Requirement 1
Could you transcribe the rows below, starting with the line that contains "Practice step: locate the desert" and going on through the end of the rows, with the pictures left out?

Text excerpt
....................
In between and before those, I have worked at two startups and three other in-
between (in size) organizations, as well as two non-tech giants, over the
course of about 27 years now. Kind of takes my breath away seeing that last
number!

As others here have noted, no matter where you work, one of the most important
things is your manager. I've had good managers and bad managers, and my less
happy time at the previous 'FAANG' was largely due to a bad manager.

Having said that, the department/group you're in is also important. I had a
great manager at one of the large (but not giant) companies but the department
had big problems. It was a relatively comfortable but in the end unproductive
couple of years. (And also why I decided to move on relatively quickly.)

Re: skills to brush up on: honestly, I suggest just start interviewing heavily
and use that as a template to figure out what you need to learn.

The big tech companies have the luxury of having tons of talented, qualified
people trying to work there, and so structure the interviewing process to be
biased toward turning away qualified people rather than accepting unqualified
people.

That means that the interview process can be pretty strenuous.

Re: trying for management: I was a manager briefly, early on in my career, and
decided that I was never going to do that again. I was relatively good at it,
but I didn't like it, so all of my roles have been technical, though of course
a lot of the best things I've accomplished involved large quantities of
'soft', non-technical people work.

Re: fed up with uncertainty. Yup, I totally get that, and it's the main reason
I haven't done more with startups. I value my personal/family time too much,
and always have.
....................
Requirement 2
Can you finish out the post above about working at startups and large tech companies, picking up right after its last sentence?

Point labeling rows
....................
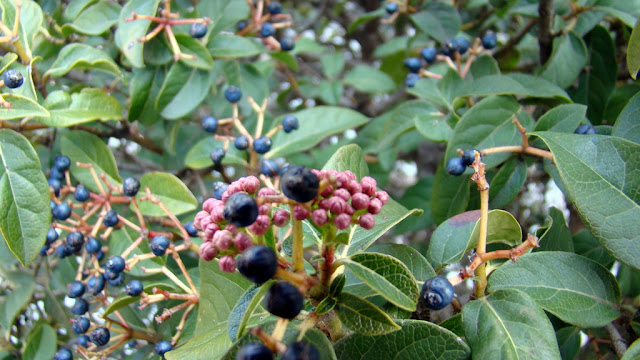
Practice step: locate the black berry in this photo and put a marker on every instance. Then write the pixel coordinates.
(437, 293)
(241, 209)
(258, 263)
(283, 300)
(299, 183)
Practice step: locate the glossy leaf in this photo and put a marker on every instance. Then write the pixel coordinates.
(555, 279)
(416, 340)
(601, 174)
(507, 324)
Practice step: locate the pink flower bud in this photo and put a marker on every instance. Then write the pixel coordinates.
(281, 217)
(319, 217)
(367, 221)
(360, 201)
(227, 263)
(342, 221)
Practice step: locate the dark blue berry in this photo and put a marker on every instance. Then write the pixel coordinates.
(254, 351)
(411, 79)
(262, 144)
(287, 44)
(134, 288)
(267, 30)
(80, 324)
(585, 129)
(233, 94)
(455, 166)
(241, 142)
(299, 183)
(81, 194)
(100, 336)
(92, 245)
(289, 123)
(159, 244)
(76, 289)
(269, 168)
(13, 78)
(283, 300)
(162, 347)
(116, 264)
(413, 64)
(80, 307)
(198, 30)
(209, 124)
(437, 293)
(130, 186)
(489, 40)
(258, 263)
(61, 162)
(241, 209)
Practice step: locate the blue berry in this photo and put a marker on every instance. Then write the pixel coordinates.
(289, 123)
(92, 245)
(80, 307)
(80, 324)
(159, 244)
(240, 209)
(254, 351)
(100, 336)
(116, 264)
(81, 194)
(209, 124)
(413, 64)
(198, 30)
(455, 166)
(13, 79)
(233, 94)
(130, 186)
(411, 79)
(299, 183)
(162, 347)
(134, 288)
(76, 289)
(267, 30)
(489, 40)
(61, 162)
(585, 129)
(287, 44)
(241, 142)
(437, 293)
(262, 144)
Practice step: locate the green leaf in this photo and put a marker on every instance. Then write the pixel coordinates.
(82, 56)
(85, 106)
(627, 125)
(369, 80)
(229, 46)
(567, 59)
(87, 148)
(183, 90)
(555, 279)
(386, 276)
(173, 193)
(362, 317)
(94, 20)
(601, 174)
(438, 20)
(416, 340)
(25, 217)
(507, 324)
(314, 128)
(198, 156)
(128, 33)
(21, 107)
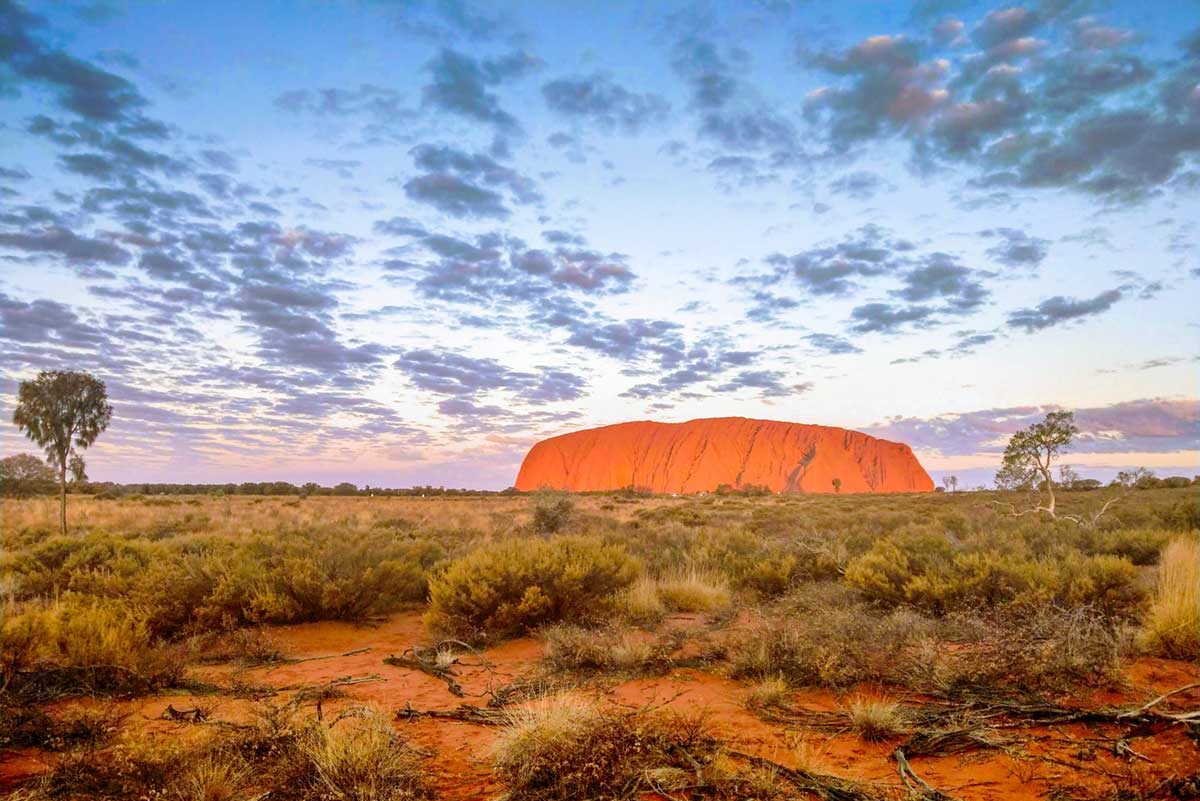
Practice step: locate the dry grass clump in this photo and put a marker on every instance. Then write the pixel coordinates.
(76, 645)
(511, 586)
(355, 758)
(810, 753)
(876, 718)
(695, 590)
(1035, 649)
(221, 776)
(568, 747)
(589, 650)
(767, 693)
(1171, 626)
(827, 639)
(641, 602)
(363, 759)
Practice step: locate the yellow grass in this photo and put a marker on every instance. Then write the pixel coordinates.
(875, 718)
(695, 590)
(1173, 622)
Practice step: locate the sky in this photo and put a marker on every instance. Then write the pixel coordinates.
(397, 242)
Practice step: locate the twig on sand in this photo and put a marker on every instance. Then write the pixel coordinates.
(910, 778)
(825, 787)
(316, 658)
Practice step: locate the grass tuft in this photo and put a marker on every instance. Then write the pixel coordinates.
(1171, 626)
(875, 718)
(695, 591)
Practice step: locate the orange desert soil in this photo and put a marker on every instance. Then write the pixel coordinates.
(702, 455)
(460, 768)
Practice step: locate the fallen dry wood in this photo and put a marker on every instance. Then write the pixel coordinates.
(277, 663)
(913, 782)
(427, 667)
(463, 714)
(825, 787)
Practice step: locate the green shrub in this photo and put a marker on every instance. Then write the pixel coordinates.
(511, 586)
(551, 511)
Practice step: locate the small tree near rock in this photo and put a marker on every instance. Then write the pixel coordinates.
(1030, 457)
(24, 474)
(63, 410)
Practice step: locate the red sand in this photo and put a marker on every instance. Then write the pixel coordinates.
(460, 766)
(701, 455)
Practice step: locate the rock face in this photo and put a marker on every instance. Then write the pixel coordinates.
(701, 455)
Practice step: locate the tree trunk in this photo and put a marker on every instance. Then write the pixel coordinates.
(63, 497)
(1045, 474)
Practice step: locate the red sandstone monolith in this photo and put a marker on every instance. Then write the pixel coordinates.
(702, 455)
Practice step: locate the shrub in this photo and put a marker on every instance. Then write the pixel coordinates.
(565, 747)
(551, 511)
(825, 639)
(511, 586)
(1173, 624)
(363, 759)
(928, 573)
(587, 650)
(82, 645)
(641, 602)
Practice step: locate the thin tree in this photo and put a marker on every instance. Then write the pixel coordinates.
(1031, 455)
(63, 410)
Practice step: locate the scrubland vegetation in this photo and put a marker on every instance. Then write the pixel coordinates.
(881, 600)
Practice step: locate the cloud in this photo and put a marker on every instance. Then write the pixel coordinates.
(833, 344)
(940, 276)
(607, 104)
(46, 321)
(771, 384)
(1153, 426)
(831, 270)
(456, 197)
(871, 318)
(67, 245)
(730, 114)
(1059, 309)
(460, 85)
(495, 266)
(858, 186)
(466, 377)
(79, 86)
(466, 185)
(1025, 112)
(1017, 248)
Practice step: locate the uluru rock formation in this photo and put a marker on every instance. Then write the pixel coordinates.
(702, 455)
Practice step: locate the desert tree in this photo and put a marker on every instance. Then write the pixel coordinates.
(63, 410)
(1027, 464)
(24, 474)
(78, 469)
(1031, 455)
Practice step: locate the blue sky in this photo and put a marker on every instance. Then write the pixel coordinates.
(397, 242)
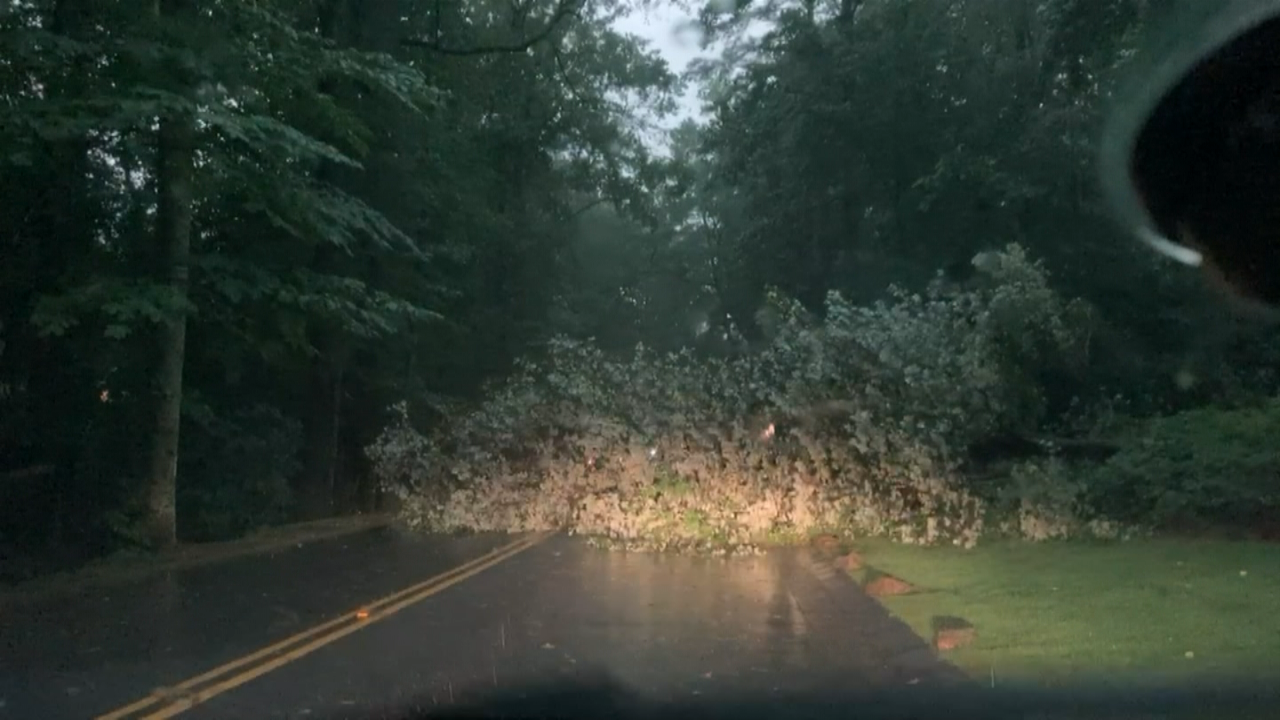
....................
Final result 1
Practice step: locate the desert tree in this photo and put a marker on every instance. Then write the pixel coordinates.
(63, 410)
(1027, 464)
(24, 474)
(78, 469)
(1031, 455)
Practice step: locate the blue sky in this photo and put a marker on every instance. Then write the pixel coordinates.
(397, 242)

Final result 2
Feel free to contact me directly: diederich@gmail.com

Best of luck.

------
yodsanklai
Same age, I recently interviewed at two FAANG companies.

Mostly algorithms and system design interviews. I thought I did pretty well
(something like 3 very good interviews, 1 good, and 1 ok). In both cases, the
conclusion was that my results were good enough for an L4 position, but they
wouldn't hire me for less than L5. (Why not, I'd be happy as an L4...). Also,
I found the interview process pretty random and arbitrary. One company praised
my algorithmic skills, while the other said that I did very well on system
design). They encouraged me to re-apply.

I'm not concerned about the actual job, I don't feel less capable than my 30
year old self. I'm more knowledgeable, and I have more experience with human
interactions.

The interviewers all told me that you don't have to be a manager if you don't
want to, and that good developers were always valued, regardless of their age.
I don't know how much of this is true though. I can't help thinking that my
age had played against me in the final decision.

The interview process is a pain. It's very random, it takes a lot of time
preparing (some people literally spend months working full time). The things
they ask you have very little value besides getting you a job. At least, it's
kind of fun to work on these leetcode problems, but after 200 hundred
variations of BST and dynamic programming exercices it starts to get old.
Also, if you already have a demanding job (and maybe a family), it's hard to
find the time to practice.

If you spend enough time preparing AND if you aren't stressed out during the
actual interview, I think you can pass with reasonable probability the
algorithm interviews. I found system designs a little more random. My question
wasn't in the "syllabus" they provided me. Also, as an older programmer, there
may be many things that you knew a few years back. You're disadvantaged
compared to a younger graduate.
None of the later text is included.